### Given request
Rewrite every line below, requests included, and raise each x and y coordinate in the answer points by 96. Keep the numbers in the requests and in their sample points unchanged.

### Given records

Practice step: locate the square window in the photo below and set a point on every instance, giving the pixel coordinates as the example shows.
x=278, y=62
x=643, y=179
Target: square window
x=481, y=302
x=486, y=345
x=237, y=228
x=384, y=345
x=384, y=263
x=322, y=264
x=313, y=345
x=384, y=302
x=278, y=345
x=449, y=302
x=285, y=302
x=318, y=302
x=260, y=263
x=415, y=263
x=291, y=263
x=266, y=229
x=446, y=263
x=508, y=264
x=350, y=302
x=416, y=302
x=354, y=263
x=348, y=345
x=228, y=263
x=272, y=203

### Solution for this problem
Practice step: locate the square window in the photo below and set a point on every instance, giving the pixel coordinates as the example shows.
x=278, y=62
x=643, y=179
Target: square window
x=577, y=398
x=582, y=441
x=333, y=324
x=480, y=441
x=480, y=359
x=418, y=360
x=409, y=441
x=480, y=398
x=374, y=441
x=545, y=398
x=381, y=398
x=414, y=398
x=356, y=359
x=511, y=359
x=387, y=359
x=362, y=325
x=542, y=359
x=604, y=360
x=446, y=398
x=512, y=398
x=450, y=359
x=444, y=441
x=324, y=359
x=368, y=299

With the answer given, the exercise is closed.